(Point labeling dataset excerpts)
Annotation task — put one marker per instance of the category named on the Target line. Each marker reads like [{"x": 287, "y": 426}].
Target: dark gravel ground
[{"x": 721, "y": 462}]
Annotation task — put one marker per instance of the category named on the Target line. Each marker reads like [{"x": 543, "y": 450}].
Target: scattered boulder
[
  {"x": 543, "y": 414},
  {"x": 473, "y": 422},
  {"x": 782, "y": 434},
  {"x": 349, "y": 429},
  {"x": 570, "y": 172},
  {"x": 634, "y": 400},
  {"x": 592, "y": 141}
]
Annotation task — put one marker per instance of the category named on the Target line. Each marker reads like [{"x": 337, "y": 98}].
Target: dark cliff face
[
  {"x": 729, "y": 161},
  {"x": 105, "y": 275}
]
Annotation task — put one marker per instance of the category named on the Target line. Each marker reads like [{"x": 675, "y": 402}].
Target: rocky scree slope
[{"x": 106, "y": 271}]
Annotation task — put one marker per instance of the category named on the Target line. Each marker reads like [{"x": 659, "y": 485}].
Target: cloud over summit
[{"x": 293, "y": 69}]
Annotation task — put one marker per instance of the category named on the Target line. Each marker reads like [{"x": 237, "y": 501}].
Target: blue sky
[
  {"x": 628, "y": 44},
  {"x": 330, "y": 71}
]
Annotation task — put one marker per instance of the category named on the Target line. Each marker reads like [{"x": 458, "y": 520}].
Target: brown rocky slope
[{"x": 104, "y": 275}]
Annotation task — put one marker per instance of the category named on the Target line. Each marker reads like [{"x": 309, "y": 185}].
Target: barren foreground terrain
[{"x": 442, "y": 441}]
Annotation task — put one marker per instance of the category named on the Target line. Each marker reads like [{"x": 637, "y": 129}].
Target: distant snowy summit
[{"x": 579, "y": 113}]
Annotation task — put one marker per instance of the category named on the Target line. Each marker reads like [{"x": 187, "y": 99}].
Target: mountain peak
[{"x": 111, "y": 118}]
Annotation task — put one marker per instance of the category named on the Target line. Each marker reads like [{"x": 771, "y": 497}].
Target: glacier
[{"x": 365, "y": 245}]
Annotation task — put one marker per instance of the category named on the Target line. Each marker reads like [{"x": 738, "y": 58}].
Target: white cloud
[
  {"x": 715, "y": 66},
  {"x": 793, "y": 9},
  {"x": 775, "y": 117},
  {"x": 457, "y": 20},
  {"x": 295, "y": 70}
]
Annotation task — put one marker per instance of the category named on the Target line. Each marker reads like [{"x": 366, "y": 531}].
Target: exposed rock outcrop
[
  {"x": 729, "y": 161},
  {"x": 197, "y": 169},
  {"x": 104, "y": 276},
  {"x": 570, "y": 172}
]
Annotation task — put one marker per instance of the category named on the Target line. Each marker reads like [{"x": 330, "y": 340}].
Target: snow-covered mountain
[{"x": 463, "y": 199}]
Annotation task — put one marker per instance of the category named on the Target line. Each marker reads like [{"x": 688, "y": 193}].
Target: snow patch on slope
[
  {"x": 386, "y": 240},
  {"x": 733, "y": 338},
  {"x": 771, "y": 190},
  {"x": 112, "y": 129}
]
==
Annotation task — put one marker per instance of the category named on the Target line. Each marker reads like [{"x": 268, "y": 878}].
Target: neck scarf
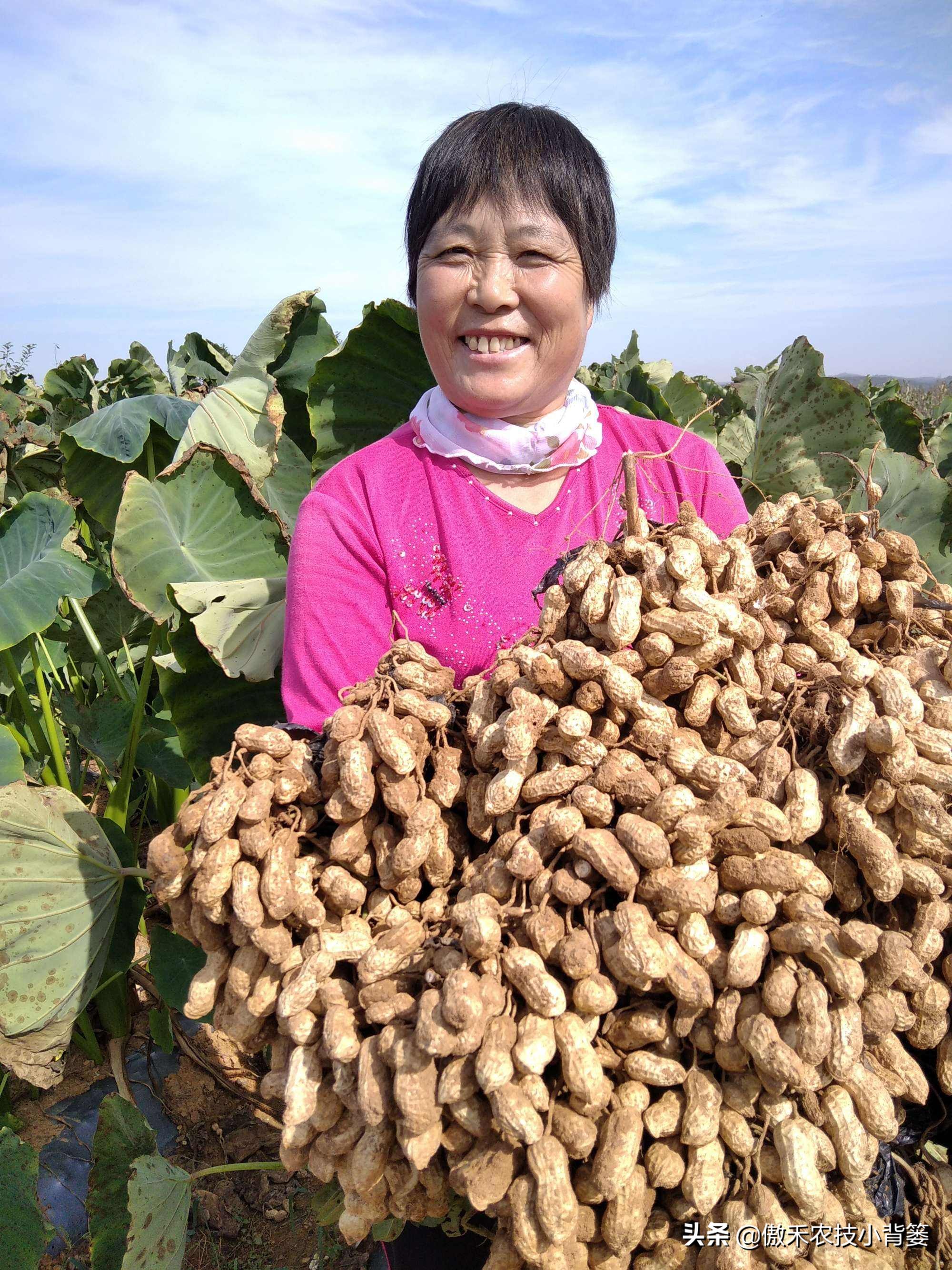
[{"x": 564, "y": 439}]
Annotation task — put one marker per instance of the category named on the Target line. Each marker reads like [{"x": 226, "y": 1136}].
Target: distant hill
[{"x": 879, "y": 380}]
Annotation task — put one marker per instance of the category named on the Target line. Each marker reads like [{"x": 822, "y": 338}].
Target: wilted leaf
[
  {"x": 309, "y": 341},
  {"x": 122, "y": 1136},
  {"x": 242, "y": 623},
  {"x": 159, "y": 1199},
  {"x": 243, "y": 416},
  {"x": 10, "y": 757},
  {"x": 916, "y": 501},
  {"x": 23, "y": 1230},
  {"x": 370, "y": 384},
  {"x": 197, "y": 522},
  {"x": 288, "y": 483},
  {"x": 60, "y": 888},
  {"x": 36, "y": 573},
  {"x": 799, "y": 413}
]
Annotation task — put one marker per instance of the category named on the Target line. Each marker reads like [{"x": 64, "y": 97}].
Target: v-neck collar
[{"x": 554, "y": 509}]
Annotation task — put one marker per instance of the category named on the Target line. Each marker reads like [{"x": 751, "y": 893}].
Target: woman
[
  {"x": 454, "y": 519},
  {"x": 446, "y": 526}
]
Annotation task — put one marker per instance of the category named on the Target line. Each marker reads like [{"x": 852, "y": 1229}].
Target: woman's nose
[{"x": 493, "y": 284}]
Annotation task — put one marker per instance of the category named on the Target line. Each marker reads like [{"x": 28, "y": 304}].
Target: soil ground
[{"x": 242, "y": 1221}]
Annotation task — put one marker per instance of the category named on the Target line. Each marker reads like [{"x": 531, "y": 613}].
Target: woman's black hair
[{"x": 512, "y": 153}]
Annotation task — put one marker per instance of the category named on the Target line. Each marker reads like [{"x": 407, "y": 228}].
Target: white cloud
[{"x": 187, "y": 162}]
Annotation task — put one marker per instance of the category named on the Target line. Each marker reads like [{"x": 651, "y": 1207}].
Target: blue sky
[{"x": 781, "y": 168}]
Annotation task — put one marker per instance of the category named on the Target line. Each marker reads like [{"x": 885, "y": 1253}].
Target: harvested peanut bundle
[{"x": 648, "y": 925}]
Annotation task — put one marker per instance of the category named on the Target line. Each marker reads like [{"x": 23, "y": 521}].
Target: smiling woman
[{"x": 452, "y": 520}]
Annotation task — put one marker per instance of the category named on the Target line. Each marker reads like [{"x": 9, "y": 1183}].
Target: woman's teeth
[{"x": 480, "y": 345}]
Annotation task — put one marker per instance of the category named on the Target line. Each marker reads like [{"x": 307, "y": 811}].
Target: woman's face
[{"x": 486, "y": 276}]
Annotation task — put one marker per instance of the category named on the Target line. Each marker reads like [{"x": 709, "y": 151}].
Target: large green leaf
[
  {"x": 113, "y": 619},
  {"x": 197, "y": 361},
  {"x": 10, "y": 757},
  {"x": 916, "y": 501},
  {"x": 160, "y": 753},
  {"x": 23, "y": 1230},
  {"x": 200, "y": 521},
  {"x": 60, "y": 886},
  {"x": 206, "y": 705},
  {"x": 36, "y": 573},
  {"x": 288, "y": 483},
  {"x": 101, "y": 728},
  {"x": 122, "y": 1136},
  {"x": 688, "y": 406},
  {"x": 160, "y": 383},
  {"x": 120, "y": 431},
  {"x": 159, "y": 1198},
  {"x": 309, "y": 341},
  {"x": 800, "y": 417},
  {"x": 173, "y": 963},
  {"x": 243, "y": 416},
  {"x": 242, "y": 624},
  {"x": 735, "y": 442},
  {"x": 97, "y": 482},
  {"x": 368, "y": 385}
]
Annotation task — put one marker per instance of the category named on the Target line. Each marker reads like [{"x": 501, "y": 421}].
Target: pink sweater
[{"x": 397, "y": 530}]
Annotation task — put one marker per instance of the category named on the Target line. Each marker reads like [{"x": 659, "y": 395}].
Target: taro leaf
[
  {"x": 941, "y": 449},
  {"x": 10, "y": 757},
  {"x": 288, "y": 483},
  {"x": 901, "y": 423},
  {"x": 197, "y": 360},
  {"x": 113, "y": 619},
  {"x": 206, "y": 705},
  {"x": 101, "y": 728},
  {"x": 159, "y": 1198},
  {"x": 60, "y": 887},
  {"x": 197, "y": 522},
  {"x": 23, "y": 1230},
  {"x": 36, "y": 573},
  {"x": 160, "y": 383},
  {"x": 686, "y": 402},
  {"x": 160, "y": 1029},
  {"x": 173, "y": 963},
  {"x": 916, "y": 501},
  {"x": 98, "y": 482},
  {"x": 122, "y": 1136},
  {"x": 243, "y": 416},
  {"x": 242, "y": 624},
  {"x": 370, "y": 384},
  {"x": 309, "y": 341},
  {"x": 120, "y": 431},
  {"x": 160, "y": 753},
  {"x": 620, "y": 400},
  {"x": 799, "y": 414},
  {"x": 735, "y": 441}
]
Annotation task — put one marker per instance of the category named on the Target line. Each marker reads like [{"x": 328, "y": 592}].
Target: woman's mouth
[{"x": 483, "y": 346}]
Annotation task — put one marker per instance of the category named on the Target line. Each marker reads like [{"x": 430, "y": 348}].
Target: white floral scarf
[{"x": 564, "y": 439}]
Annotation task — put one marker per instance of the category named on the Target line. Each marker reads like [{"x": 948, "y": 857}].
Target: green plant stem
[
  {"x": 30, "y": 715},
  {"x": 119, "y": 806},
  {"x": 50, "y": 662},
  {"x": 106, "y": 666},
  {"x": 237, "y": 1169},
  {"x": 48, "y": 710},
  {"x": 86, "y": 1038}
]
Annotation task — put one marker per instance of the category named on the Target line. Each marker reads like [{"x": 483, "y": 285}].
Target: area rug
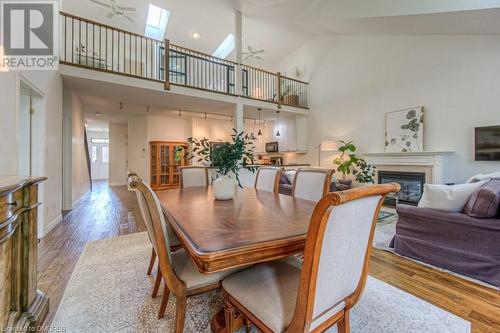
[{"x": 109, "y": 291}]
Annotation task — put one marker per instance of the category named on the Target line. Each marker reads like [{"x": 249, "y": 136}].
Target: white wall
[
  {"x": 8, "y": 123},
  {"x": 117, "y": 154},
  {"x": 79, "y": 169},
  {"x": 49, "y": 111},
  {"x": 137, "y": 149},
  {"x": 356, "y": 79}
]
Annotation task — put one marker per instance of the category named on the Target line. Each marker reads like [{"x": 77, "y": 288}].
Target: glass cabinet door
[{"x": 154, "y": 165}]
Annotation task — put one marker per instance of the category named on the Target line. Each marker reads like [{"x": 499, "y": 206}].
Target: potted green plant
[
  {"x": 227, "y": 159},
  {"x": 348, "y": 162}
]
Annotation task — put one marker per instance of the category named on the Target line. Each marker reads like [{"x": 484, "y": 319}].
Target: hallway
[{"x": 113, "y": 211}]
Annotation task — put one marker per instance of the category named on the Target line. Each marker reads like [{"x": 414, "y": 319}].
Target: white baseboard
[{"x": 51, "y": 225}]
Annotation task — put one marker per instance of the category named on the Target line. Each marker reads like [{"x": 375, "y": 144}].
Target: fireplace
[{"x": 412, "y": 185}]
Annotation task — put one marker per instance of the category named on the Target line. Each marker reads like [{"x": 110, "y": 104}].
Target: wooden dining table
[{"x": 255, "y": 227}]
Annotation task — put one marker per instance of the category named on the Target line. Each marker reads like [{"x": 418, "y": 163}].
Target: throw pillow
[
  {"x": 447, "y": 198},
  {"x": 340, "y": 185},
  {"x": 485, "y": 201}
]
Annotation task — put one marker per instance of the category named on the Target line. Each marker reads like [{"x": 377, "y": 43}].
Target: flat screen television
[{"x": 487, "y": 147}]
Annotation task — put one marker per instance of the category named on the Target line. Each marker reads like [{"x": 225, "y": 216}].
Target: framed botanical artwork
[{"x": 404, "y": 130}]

- **YOUR INSTRUCTIONS**:
Pull out every line of the material above that contains the word "mountain", and copy each one unchanged.

- **FULL RESPONSE**:
Target: mountain peak
Target: snow-covered mountain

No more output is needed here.